EXCERPTED TEXT:
During the 4th trimester you will benefit from the help of people who have your best interests at heart. If you have a partner, family member or friend who is supporting you then let them know exactly what they can do to best help you and ask for help when you need it.  You will often find that people are willing to help when they can.

 

Some of the ways that a partner or member of your support network can help are as follows:

  • Ask mum what she really needs help with and commit to providing it.

  • Read through these pages so that you can be mindful of what mum is going through and be mindful of her health and wellbeing needs.

  • Keep unwanted guests or visitors away if mum or the family want social respite.

  • Take care of baby for a few hours so that mum can rest, sleep or do a restorative activity for herself.

  • Bottle feed baby formula or expressed breastmilk if mum needs a break.

  • Prepare or cook well balanced nourishing meals, snacks, smoothies or drinks for mum.

  • Help mum get comfortable if she is breastfeeding or bottle feeding and bring her snacks/drinks.

  • Tidy up or do household chores tasks if mum needs/wants them done.

  • Offer to run errands and get tasks done outside of the home if required.

  • Remind mum to take care of herself or do something nice for her that she will enjoy.

  • Take care of the rest of the family/household so that mum can focus on recovery, bonding and settling baby in.

  • Make sure that you get time to bond with baby and mum as a family unit.

  • Empower yourself and mum by researching and reading up on health and wellbeing for your family.

  • Start to implement small healthy lifestyle choices and practices that will benefit you all as a family going forward and set a good example for your child: healthy food, hydration, less stress, going for walks, better communication etc.

ASSIGNED TASK:
Repeat word for word the part of the text on helping during the 4th trimester that starts at "During the 4th" and ends at "and wellbeing needs.".

GIVEN RECORDS:
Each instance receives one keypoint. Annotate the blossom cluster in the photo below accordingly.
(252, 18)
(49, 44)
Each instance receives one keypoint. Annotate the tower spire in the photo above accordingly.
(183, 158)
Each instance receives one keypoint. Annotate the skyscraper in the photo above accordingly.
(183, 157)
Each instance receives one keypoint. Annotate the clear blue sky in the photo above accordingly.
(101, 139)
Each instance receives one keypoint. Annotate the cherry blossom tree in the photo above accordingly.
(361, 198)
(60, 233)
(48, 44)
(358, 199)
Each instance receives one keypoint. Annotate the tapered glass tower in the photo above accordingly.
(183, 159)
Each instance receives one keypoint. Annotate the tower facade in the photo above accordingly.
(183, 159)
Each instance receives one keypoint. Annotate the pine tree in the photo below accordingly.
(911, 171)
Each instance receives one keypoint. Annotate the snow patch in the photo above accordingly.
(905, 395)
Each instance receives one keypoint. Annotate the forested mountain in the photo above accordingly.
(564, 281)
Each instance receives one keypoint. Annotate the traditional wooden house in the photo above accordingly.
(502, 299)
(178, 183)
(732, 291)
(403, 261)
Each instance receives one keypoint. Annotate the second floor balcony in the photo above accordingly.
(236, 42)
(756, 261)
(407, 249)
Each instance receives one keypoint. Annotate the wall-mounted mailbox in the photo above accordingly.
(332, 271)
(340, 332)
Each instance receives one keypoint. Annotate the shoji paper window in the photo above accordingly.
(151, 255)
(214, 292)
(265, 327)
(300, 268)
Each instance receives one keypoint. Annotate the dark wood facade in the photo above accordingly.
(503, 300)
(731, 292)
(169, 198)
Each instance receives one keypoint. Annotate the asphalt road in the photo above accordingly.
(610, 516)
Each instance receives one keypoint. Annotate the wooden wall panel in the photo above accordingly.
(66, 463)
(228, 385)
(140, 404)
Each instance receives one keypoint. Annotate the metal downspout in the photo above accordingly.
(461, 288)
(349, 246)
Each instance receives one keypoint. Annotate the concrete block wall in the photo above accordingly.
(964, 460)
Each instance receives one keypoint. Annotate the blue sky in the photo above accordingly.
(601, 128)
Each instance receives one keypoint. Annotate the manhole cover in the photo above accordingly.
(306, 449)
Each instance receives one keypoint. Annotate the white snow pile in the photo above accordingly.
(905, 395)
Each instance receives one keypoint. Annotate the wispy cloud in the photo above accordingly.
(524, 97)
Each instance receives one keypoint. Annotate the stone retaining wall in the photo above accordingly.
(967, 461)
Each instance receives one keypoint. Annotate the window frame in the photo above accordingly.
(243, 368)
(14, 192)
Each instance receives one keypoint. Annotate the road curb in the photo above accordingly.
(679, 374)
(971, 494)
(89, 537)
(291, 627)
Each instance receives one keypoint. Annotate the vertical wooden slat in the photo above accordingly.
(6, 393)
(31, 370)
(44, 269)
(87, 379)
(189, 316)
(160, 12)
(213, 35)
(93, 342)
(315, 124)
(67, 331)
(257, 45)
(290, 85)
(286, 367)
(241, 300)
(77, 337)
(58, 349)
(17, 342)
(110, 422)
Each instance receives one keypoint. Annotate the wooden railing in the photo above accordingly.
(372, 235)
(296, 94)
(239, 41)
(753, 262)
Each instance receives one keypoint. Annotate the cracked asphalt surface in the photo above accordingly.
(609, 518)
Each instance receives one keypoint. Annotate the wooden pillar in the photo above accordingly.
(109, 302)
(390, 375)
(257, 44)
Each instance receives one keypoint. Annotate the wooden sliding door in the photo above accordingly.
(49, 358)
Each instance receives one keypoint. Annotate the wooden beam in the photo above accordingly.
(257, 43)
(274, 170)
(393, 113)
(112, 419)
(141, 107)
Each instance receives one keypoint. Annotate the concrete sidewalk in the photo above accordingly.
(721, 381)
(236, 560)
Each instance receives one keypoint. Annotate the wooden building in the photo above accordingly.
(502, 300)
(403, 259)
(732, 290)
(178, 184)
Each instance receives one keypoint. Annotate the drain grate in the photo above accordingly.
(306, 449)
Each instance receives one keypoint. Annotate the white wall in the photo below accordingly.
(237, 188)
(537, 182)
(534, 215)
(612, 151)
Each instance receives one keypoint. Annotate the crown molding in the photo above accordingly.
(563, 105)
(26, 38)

SOLUTION:
During the 4th trimester you will benefit from the help of people who have your best interests at heart. If you have a partner, family member or friend who is supporting you then let them know exactly what they can do to best help you and ask for help when you need it.  You will often find that people are willing to help when they can.

 

Some of the ways that a partner or member of your support network can help are as follows:

  • Ask mum what she really needs help with and commit to providing it.

  • Read through these pages so that you can be mindful of what mum is going through and be mindful of her health and wellbeing needs.